Pointing dataset excerpts:
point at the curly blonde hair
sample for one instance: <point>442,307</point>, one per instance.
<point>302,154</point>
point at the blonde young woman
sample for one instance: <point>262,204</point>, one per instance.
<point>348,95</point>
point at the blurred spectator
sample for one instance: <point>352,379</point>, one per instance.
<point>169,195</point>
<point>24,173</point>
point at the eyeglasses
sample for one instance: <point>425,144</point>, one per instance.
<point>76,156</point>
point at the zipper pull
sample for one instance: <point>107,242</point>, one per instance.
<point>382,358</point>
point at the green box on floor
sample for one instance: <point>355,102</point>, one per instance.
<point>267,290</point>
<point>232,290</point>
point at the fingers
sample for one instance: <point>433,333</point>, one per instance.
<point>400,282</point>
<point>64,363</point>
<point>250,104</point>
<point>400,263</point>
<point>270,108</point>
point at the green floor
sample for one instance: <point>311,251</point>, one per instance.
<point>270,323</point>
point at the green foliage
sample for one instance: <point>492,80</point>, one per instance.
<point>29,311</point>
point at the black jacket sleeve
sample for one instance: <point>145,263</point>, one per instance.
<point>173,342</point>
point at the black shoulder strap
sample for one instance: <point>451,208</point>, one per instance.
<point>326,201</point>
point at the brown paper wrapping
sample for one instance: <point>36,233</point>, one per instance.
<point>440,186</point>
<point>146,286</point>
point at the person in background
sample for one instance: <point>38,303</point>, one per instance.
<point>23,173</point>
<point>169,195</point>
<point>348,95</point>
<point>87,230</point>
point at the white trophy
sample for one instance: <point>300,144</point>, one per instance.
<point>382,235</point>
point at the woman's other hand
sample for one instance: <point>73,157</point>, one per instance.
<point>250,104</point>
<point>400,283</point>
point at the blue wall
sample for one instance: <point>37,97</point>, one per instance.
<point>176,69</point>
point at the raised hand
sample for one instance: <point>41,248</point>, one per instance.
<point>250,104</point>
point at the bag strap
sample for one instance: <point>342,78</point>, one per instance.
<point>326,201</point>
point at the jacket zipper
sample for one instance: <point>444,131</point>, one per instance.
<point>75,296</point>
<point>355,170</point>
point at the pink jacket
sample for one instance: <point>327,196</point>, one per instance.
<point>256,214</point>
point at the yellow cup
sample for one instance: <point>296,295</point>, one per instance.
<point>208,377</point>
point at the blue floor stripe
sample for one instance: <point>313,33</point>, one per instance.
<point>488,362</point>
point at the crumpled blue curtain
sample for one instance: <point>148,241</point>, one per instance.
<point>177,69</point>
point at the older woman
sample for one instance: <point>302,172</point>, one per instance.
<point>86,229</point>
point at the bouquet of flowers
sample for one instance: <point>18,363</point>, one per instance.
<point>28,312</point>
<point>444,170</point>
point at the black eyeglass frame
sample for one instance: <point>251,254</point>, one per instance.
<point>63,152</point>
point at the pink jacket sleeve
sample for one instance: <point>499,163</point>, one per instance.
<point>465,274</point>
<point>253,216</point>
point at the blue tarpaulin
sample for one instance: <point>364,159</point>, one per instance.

◆ Work to be completed ◆
Your task is to output all of the data above word for word.

◆ Solution below ◆
point at the curly blonde hair
sample for one instance: <point>442,307</point>, one per instance.
<point>302,154</point>
point at the blonde young woman
sample for one instance: <point>262,204</point>, one per instance.
<point>348,95</point>
point at the blurred spectator
sample for one instance: <point>352,379</point>, one per instance.
<point>169,195</point>
<point>24,173</point>
point at the eyeglasses
sample for one instance: <point>425,144</point>, one per instance.
<point>76,156</point>
point at the zipper pull
sample for one instance: <point>107,242</point>, one per instance.
<point>382,358</point>
point at the green box on floor
sample for one instance: <point>355,102</point>, one per instance.
<point>267,290</point>
<point>232,290</point>
point at the fingers
sample for one instance: <point>433,333</point>, one per instance.
<point>400,282</point>
<point>64,363</point>
<point>250,104</point>
<point>400,263</point>
<point>270,108</point>
point at the green floor
sample for one instance: <point>311,251</point>, one per instance.
<point>270,323</point>
point at the green foliage
sample for one instance: <point>492,80</point>, one per instance.
<point>29,311</point>
point at the black jacket sleeve
sample for one instance: <point>145,263</point>, one per instance.
<point>173,342</point>
point at the black shoulder strap
sample for one instance: <point>451,208</point>, one per instance.
<point>326,201</point>
point at the brown paper wrapping
sample for one instance: <point>36,233</point>, one per instance.
<point>440,186</point>
<point>146,286</point>
point at the person in background
sample for one instance: <point>38,303</point>, one per instance.
<point>23,173</point>
<point>169,195</point>
<point>348,95</point>
<point>87,230</point>
point at the white trophy
sample for one instance: <point>300,144</point>, one per instance.
<point>382,235</point>
point at the woman's other hand
sample for one instance: <point>73,157</point>, one per instance.
<point>250,104</point>
<point>400,283</point>
point at the blue wall
sample for one instance: <point>37,97</point>, one per instance.
<point>176,69</point>
point at the raised hand
sample for one instance: <point>41,248</point>, one per instance.
<point>250,104</point>
point at the bag strap
sample for one instance: <point>342,78</point>, one per instance.
<point>326,201</point>
point at the jacket zipper
sample for one instance: <point>444,131</point>, one per instance.
<point>75,296</point>
<point>355,170</point>
point at the pink jacket
sample for one instance: <point>327,196</point>, one per instance.
<point>256,214</point>
point at the yellow cup
sample for one instance: <point>296,295</point>, one per instance.
<point>208,377</point>
point at the blue floor stripe
sample for one instance: <point>313,33</point>, one per instance.
<point>488,362</point>
point at the crumpled blue curtain
sample for one instance: <point>148,241</point>, one per instance.
<point>177,69</point>
point at the older woman
sample for one instance: <point>302,172</point>, one per instance.
<point>86,229</point>
point at the bouquet of flowers
sample for one instance: <point>18,363</point>, one per instance.
<point>28,312</point>
<point>444,170</point>
point at the black eyeglass frame
sample for one instance: <point>251,254</point>, one per instance.
<point>63,152</point>
point at the pink jacket sleeve
sample for one instance: <point>499,163</point>, one per instance.
<point>465,274</point>
<point>253,216</point>
point at the blue tarpaulin
sample for one instance: <point>364,159</point>, one per instance.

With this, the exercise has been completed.